- **THE TASK**:
Copy each of the rows below word for word, omitting the pictures.

- **PROVIDED MATERIAL**:
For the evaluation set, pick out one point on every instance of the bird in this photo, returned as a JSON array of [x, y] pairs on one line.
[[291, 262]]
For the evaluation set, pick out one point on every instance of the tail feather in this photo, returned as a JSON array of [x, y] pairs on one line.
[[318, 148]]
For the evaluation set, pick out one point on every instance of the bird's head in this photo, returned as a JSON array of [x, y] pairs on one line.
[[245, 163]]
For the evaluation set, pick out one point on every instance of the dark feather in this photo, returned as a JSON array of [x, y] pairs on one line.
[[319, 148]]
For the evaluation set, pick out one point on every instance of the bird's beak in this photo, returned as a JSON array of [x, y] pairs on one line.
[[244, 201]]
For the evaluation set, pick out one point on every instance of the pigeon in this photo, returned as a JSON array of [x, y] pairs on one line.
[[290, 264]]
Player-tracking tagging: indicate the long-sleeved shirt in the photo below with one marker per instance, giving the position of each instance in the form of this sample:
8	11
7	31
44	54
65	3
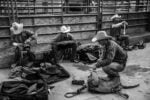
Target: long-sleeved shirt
22	37
115	31
63	37
113	53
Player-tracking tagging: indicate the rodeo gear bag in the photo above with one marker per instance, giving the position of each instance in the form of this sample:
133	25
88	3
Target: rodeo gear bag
22	90
95	84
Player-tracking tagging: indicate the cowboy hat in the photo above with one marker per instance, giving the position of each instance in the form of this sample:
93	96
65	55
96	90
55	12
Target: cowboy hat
65	29
115	16
101	35
16	28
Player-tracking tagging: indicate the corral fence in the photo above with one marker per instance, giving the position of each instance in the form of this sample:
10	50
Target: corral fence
85	17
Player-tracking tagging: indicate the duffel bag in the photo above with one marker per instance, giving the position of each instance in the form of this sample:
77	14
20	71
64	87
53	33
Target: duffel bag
22	90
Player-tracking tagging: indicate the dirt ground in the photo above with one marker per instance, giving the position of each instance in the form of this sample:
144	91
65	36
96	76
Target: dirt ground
137	71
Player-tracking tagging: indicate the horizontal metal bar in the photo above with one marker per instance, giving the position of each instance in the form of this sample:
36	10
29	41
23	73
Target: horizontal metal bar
5	37
50	15
105	14
60	24
38	7
135	25
4	27
70	32
145	18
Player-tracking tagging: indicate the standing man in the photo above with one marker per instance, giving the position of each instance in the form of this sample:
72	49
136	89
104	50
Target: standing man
63	41
114	57
116	31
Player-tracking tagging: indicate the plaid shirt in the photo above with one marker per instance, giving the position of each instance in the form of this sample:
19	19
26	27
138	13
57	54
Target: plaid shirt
112	53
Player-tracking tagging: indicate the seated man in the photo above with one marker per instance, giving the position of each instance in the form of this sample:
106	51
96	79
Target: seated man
63	41
114	57
116	31
21	37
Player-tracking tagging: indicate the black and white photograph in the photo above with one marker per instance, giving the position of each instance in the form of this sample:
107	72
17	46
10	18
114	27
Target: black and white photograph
74	49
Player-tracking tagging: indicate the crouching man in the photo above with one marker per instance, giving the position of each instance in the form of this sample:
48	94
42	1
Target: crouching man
114	57
63	41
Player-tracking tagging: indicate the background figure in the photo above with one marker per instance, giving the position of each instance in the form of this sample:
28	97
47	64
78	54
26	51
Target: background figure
116	31
22	39
63	42
114	57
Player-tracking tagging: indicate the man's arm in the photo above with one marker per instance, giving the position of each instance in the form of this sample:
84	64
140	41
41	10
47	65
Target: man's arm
109	58
31	36
119	24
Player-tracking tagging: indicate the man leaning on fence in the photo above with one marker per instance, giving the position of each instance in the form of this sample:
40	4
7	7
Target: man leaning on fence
21	38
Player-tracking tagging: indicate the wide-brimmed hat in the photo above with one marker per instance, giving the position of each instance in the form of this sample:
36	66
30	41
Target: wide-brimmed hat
101	35
115	16
16	28
65	29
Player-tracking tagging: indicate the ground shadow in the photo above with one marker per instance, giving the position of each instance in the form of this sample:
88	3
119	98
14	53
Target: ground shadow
130	70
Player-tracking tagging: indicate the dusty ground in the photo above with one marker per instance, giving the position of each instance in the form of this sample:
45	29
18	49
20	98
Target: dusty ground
137	71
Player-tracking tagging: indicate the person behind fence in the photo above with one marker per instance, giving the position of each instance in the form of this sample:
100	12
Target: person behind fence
114	56
63	41
20	37
116	31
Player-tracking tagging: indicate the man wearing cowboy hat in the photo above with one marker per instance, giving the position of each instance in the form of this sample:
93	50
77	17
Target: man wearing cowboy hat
114	57
64	40
21	37
116	31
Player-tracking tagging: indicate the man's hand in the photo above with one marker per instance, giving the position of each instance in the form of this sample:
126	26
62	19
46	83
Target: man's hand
17	44
28	41
124	22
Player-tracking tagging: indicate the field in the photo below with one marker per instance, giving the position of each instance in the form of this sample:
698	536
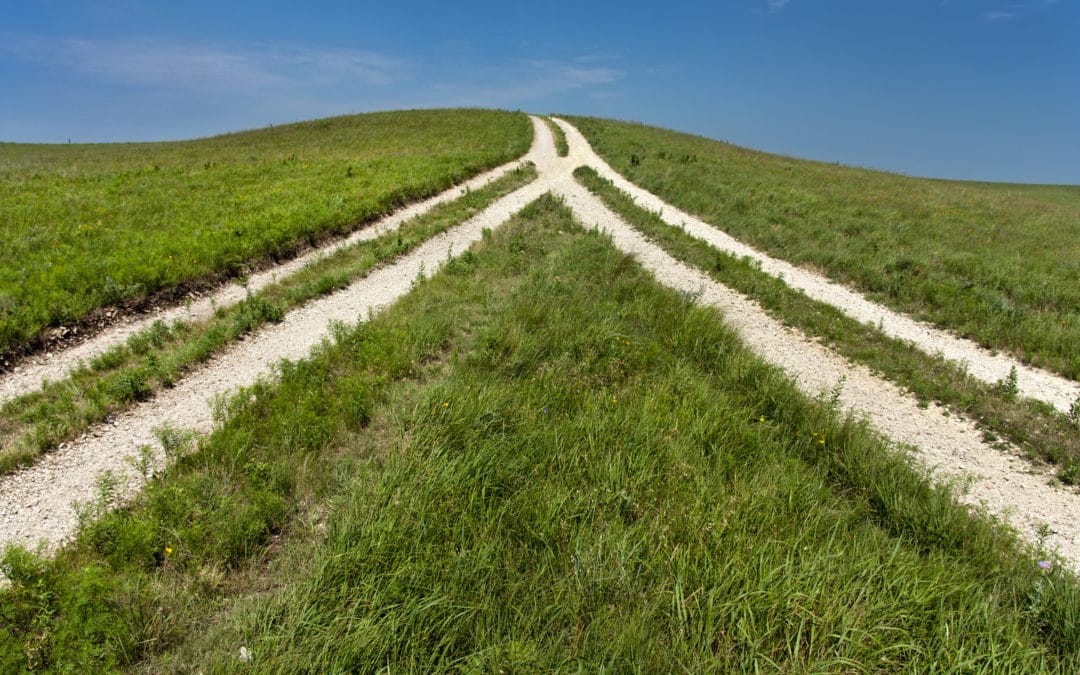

- **SOLVED EXERCISE**:
For the evaluation set, pick out one point on every instance of the bird in this photo, returned as a JSON array of [x, y] pairs on one line.
[[291, 262]]
For the evaluation set, pick out one point on every instance of the tail feather in this photo, returned as a JSON array of [x, y] pairs on one line.
[[318, 148]]
For the evaluation set, pick out one point on every instance of the bird's head in this photo, returned as a JSON array of [x, y] pairs on one line.
[[245, 163]]
For the evaluation set, pick out one point on every instance of the dark feather in this photo, returned as a JSON array of [x, y] pairs on one line.
[[319, 148]]
For the evaluation set, pick out one point on every instance of the bird's beak in this photo, returned as a JSON array of [x, y] pairs on one line.
[[244, 201]]
For the evaluation set, pick out one point on every instance of the pigeon in this photo, returned as a JSON array of [x, y] pairs on one line.
[[290, 264]]
Player-tracking tagging: indicate the long-sleeved shirt in the photo below with one marker per instance, giving the position of each instance in the form of this sample:
8	11
7	31
44	54
65	3
Target: long-sleeved shirt
22	37
115	31
63	37
113	53
Player-tracking tagging: indicate the rodeo gear bag in the photo above with one marker per instance, giving the position of each instance in the form of this sample:
133	25
88	3
Target: rodeo gear bag
22	90
95	84
Player-tracking tagging: indicate the cowboy hat in the photo above with one marker per instance, giving the position of each instance in the form of this sample:
93	96
65	55
96	90
55	12
Target: cowboy hat
65	29
115	16
101	35
16	28
Player-tracking tagging: indicate the corral fence in the photo above with one marker per instance, giving the position of each instance in the form of this sample:
10	50
Target: corral fence
85	17
Player-tracking tagging: indicate the duffel bag in the photo above with one marker per instance, giving the position of each instance in the form of this sample:
77	14
20	71
64	87
53	33
Target: duffel bag
22	90
Player-tracking tagging: indicate the dirt ground in the photo above with one marker per instance, giving the position of each instance in the form of this sample:
144	91
65	36
96	76
Target: dirt ground
137	71
Player-tracking tagging: indicate the horizontal metal bar in the photo above with one marker per instance, giving the position of each instance in the form of this sample:
36	10
29	41
23	73
Target: horizontal metal bar
5	37
50	15
105	14
60	24
38	7
135	25
4	27
70	32
145	18
Player-tracking tagging: indicate the standing man in the photo above with one marker per instance, giving the position of each instance in the form of this sample:
72	49
136	89
104	50
Target: standing man
63	41
114	57
116	31
Player-tracking tagging: indicate the plaid shirt in the photo above with one marker per instance, giving the position of each instance in the form of this sample:
19	19
26	27
138	13
57	54
Target: plaid shirt
112	53
Player-tracking tagging: indicate the seated man in the photo above with one marker per instance, giving the position of each instance in the form of this sample:
106	51
96	79
Target: seated man
63	41
114	57
116	31
21	37
Player-tracking tagging: indicate the black and white photograph in the photo above with one marker per instance, giving the position of each instance in the form of this sample:
107	72
17	46
10	18
114	27
Target: black and white photograph
74	49
Player-tracking tagging: indicate the crouching man in the photo above with one marker per instance, giving the position of each instance in the form of this sample:
48	94
42	1
Target: crouching man
114	57
63	41
Player-tracking tagging: indicate the background figure in the photo above with one marker per instance, giving the position of each instance in the form of this sample:
28	97
47	64
78	54
26	51
Target: background figure
116	31
22	39
63	42
114	57
Player-tracking tagging: indicate the man's arm in the photo above with one marker per instance, giving the position of each instance in the form of this sample:
84	64
140	41
41	10
47	65
Target: man's arm
109	58
31	36
119	24
Player-tracking tagging: indicate the man leaning on fence in the photo above with one marker per instance, giving the position of each instance in the form of this sample:
40	4
7	7
Target: man leaning on fence
21	38
Player-tracking tagging: indicate the wide-brimmed hat in the photo above with one marker per instance, giving the position of each instance in the form of this sample:
36	66
30	41
Target: wide-brimmed hat
101	35
115	16
16	28
65	29
Player-tracking tagging: indicate the ground shadow in the photo above with one marker per instance, giving the position of each instance in the form of this sample:
88	3
119	98
14	53
Target: ground shadow
130	70
Player-tracking tagging: indicate the dusty ground in the photo above with one marker per instance, giving the position of each instance in the form of this sample:
45	29
18	49
20	98
Target: dusty ground
137	71
Player-tracking tagging: indicate the person behind fence in the photo above with one marker per instance, giving the position of each instance in the form of this sample:
100	12
Target: person behind fence
114	56
63	41
20	37
116	31
Player-tracking tagging: indicate the man wearing cowboy hat in the photo above with one marker per instance, giving the position of each instance in the form of this sample:
93	50
77	17
Target: man wearing cowboy hat
114	57
64	40
21	37
116	31
Player-tracking tagging: indicate the man's hand in the photo above with one marker per instance, giving the position of each instance in the form of this sample:
126	26
62	19
46	83
Target: man's hand
17	44
28	41
124	22
Player-tracking tagging: indicate the field in the photo below with one marker per instance, giving the position of each instance in the form of this sample:
698	536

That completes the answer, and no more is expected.